**RECORDS FOR THE TASK**
▽
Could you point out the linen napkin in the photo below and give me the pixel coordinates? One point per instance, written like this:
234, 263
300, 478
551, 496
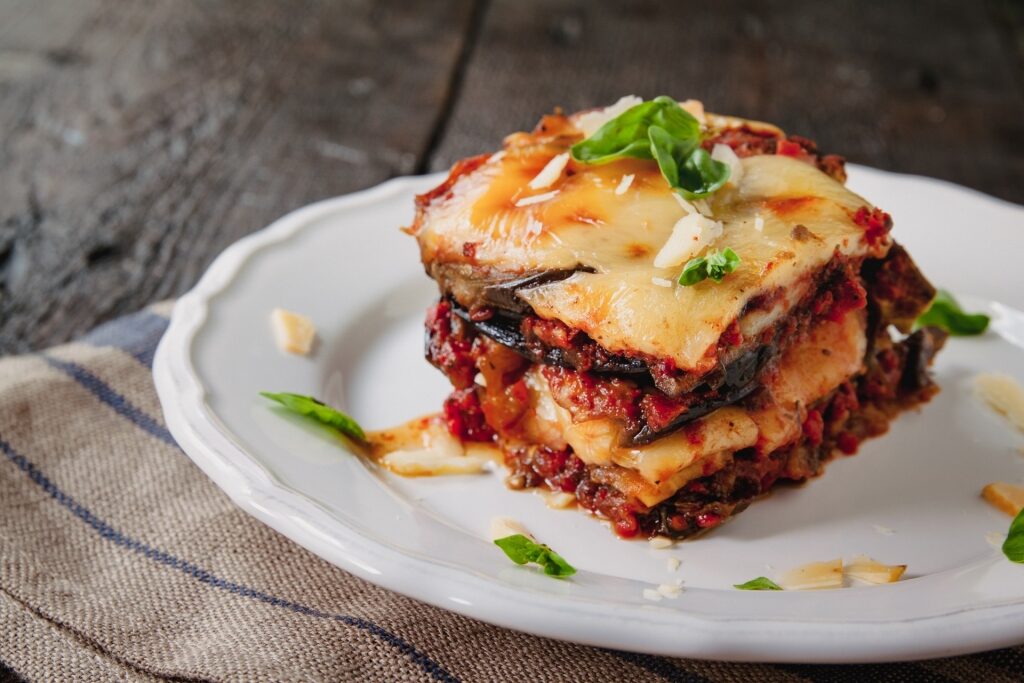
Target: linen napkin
119, 560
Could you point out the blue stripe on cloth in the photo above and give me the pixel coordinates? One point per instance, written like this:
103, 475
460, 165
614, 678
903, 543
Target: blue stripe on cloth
137, 335
108, 532
660, 667
108, 395
895, 672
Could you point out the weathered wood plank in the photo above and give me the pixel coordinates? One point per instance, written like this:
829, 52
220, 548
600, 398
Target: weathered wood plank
924, 88
139, 138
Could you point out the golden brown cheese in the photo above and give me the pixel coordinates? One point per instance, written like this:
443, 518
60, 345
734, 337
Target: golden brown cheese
579, 219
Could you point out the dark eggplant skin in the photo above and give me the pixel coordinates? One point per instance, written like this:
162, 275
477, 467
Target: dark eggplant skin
897, 293
506, 329
723, 387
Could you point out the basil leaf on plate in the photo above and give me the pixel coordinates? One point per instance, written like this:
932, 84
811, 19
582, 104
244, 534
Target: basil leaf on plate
946, 313
318, 411
715, 265
1013, 547
759, 584
521, 550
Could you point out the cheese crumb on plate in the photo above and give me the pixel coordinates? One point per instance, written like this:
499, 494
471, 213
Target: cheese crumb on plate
293, 332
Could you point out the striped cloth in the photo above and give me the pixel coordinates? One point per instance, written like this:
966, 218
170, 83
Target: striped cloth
119, 560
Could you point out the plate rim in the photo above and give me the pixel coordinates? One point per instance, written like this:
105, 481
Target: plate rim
249, 485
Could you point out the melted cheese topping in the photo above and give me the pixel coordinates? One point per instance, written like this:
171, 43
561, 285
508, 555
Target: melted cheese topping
582, 221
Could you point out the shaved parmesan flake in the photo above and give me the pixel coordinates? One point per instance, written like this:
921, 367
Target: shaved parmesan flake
995, 539
659, 543
725, 154
590, 122
294, 333
864, 568
625, 183
1005, 395
560, 501
505, 526
814, 575
551, 172
689, 236
1007, 497
695, 109
670, 591
428, 462
687, 207
536, 199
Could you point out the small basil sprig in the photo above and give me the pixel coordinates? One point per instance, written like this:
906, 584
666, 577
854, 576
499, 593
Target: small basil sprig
759, 584
716, 265
946, 313
662, 130
1013, 547
318, 411
521, 550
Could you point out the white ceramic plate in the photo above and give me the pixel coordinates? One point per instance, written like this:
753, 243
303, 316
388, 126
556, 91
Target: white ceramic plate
911, 497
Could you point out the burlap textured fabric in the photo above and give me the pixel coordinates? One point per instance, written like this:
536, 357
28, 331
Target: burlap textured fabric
119, 560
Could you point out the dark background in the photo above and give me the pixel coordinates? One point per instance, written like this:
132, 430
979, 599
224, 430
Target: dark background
139, 138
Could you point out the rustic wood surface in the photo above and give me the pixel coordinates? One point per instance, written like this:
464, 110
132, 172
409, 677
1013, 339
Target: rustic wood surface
140, 137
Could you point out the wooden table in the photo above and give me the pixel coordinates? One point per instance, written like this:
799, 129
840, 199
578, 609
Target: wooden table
138, 138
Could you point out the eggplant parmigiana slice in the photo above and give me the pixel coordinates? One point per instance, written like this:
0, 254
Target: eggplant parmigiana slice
666, 408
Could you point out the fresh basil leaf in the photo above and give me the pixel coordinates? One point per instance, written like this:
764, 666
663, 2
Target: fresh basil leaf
1013, 547
715, 265
627, 134
759, 584
521, 550
946, 313
318, 411
700, 175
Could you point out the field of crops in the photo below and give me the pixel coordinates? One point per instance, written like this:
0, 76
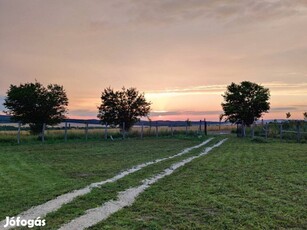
△
Repeat, exactly and only, the lines from the one containing "Could you point out the field" through the final line of the data, both ends included, leaving out any picture.

**SOLUTION TO THIS EXERCISE**
Could you point out the field of crops in the photo below and give me the pixel coordinates? One point per instance, written like this:
0, 76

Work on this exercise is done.